[Exercise tasks]:
[1] In the passage about Japan's bubble economy, what did the bursting of the bubble reveal throughout Japanese society?
[2] Continue the passage about Japan's bubble economy from the point where it stops.

And that combination of a weakening economy with the crashing land prices means that if you were well off enough during the bubble to buy land, probably on credit, you now had a mortgage for land that was only worth a fraction of what you bought it for. And if you were too poor to invest in land during the bubble, the weakening state of the economy means you probably can't afford to buy the cheaper land either.

This also left banks burdened with a lot of bad loans, and many banks and companies were only saved by government bailouts. Whether those government bailouts helped or hurt in the long run is one of the debated issues. The bursting of the bubble also revealed many cases of fraud and corruption throughout japanese society. Coupled with the crash itself, consumer confidence was badly shaken. This lack of confidence, and the caution it inspired, likely made government efforts to increase domestic demand or stimulate consumption less effective. Even if people felt as though they had more money at their disposal, they were more likely to save it than to spend it or invest it. Japanese life during the bubble economy is often characterized by, on an individual level, conspicuous consumption of luxury goods and modern conveniences, and on a national level, international prominence of japanese companies, accompanied by admiration tinged with fear. Remember the scaremongering around Japan as number one and japanese investment in us companies and us real estate? In his book on japanese consumer Behavior, John McCreary discusses how the bubble established certain expectations among japanese people. Expectations about their future consumption and wealth, about the kind of lifestyle they would lead, and that the bubble bursting overthrew those expectations for most people, replacing them with nothing so much as uncertainty. And that's what I really want to dig into over the next couple of research pieces, some of the societal and cultural trends of the time and how they were caused by or influenced by the bubble bursting. Specifically, trends in the roles of women in society, perceptions of youth culture, otaku, and the moral panic around them, and the toy and anime industries. Because I am terminally over ambitious, I initially planned on covering all of that.

This week, but once I started writing.

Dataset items
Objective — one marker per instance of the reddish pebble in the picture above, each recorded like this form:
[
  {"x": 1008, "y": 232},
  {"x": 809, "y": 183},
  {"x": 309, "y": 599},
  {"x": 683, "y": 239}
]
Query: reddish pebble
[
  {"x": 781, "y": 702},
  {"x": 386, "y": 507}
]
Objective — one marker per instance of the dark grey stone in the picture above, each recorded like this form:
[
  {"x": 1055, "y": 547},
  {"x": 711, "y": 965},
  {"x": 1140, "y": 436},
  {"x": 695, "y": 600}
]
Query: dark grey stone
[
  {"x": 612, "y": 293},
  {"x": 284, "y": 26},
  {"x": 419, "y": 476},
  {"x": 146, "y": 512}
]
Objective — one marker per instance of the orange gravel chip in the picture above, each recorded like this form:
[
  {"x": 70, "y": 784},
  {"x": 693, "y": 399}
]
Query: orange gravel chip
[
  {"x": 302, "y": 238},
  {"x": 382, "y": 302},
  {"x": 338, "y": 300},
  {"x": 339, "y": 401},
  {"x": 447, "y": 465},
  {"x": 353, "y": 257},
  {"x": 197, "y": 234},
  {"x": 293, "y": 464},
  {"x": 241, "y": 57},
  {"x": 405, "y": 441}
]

[Written answers]:
[1] It revealed many cases of fraud and corruption.

[2]
It became clear they needed to be split up. So this week we will kick things off by talking about youth, culture and otaku. There are jokes to be made about perpetual pearl clutching that as each subsequent generation rises into positions of power in media, they look at the next generation with some combination of fear, disdain, confusion, and disgust. In fact, Sharon Kinsella suggests that Japan's attitude toward youth culture generally, as expressed in the media and by the sort of intelligentsia, is comparable to the attitude in the United States and the UK toward leftists during the Cold War. That combination of disdain or that kind of patronizing attitude towards the naivety of all these young people combined with a disgust for everything they were fighting for, as all leftist movements were basically lumped in with communism and the enemy.

Those kids today, they oppose everything that we stand for as a nation. They're simultaneously so weak and foolish, but also so dangerous. They're a threat to everything our nation stands for. Only in Japan, this wasn't confined to particular political movements. It was sort of directed at the idea of youth culture as a whole.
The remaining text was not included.